Fertilizers form the backbone of many agricultural processes worldwide. Decades worth of work has been poured into understanding the way in which fertilizers function and the ways in which they can affect the environment. In fact, the process by which bacteria break down nitrogen products in fertilizers to help provide plants with nutrients has found its way into high school textbooks, often accompanied by easy to understand diagrams.
A study led by Prof. Kyle Lancaster, chemistry, however, sheds light on a new found process that suggests that there is more to this nitrogen cycle than previously known.
According to Lancaster, existing biochemical models state that bacteria convert ammonia into an inorganic compound, Hydroxylamine, before turning that into nitrite. Nitrite can then be converted by other bacteria to form nitrate, a vital plant nutrient. Lancaster’s work, however, demonstrates that this conversion from Hydroxylamine to nitrite does not happen in one step. Instead, bacteria create an intermediate compound known as nitric oxide.
The issue with this previously unknown conversion is that nitric oxide, under imperfect conditions, is converted into the greenhouse gas nitrous oxide. Some nitric oxide accumulates in the soil while the remainder is washed off by rain or through irrigation channels into freshwater bodies. As the compound reacts with oxygen, it forms nitrous oxide.

▸ **Prompt A**
Extract from the nitrogen-cycle article the passage between "A study led" and "than previously known.", inclusive.
▸ **Prompt B**
Extend the article on the nitrogen cycle and fertilizers, picking up right after its final sentence.

▸ **Data**
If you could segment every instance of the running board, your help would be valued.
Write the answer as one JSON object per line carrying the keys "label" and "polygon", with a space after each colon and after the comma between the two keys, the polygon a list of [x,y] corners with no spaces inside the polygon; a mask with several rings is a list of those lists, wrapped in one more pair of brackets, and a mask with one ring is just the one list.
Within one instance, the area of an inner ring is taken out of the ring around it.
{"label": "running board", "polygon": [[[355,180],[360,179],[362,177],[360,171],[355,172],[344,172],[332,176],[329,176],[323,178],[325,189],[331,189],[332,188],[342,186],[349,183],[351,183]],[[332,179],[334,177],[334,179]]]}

▸ **Expected answer A**
A study led by Prof. Kyle Lancaster, chemistry, however, sheds light on a new found process that suggests that there is more to this nitrogen cycle than previously known.

▸ **Expected answer B**
Though the Environmental Protection Agency says that nitrous oxide accounts for only 5 percent of all greenhouse gases, it has 300 times the warming potential than carbon dioxide. The gas is also a primary ingredient in the formation of acid rain, which can severely damage foliage.
“Understanding how the model works is the key to finding a solution that maximizes crop production without much environmental consequence,” Lancaster said.
The new discovery has immense implications for the fertilization industry. A better understanding of the process of nitrification helps us pinpoint inefficiencies in current agricultural practices. Because the formation of nitric oxide reduces the amount of time that plants have to absorb nitrogen compounds, Lancaster points to future research that could create inhibitors to slow the process by which the compound is created.
Lancaster also highlighted a number of practical implications of the study. Because producers are now aware of this intermediary step, they can tweak their fertilizer application schedule to provide crops with more time to uptake vital nutrients.
On a larger scale, the study also points to the importance of revisiting the nitrogen cycle as a whole in an attempt to better understand each step. A better view of the nitrogen species that form in wastewater could, for example, be used to make water treatment methods more effective and efficient.
For now, Lancaster and his team are trying to understand the particulars of the conversion from nitric oxide to nitrate, specifically if there are other enzymes involved.
“We have spent most of our attention on carbon dioxide because our nitrogen footprint is much more complicated. There are so many different forms of nitrogen and all have dire consequences to the environment,” Lancaster said. “Nitrite, nitrate, nitrous oxide. You count them all. It’s hard to talk about nitrogen in a condensed way because all species of it are important.”
Correction: A previous version of this story incorrectly stated that nitrous oxide is 300 times more effective at depleting the Ozone layer than carbon dioxide. In fact, it has 300 times the warming potential of carbon dioxide.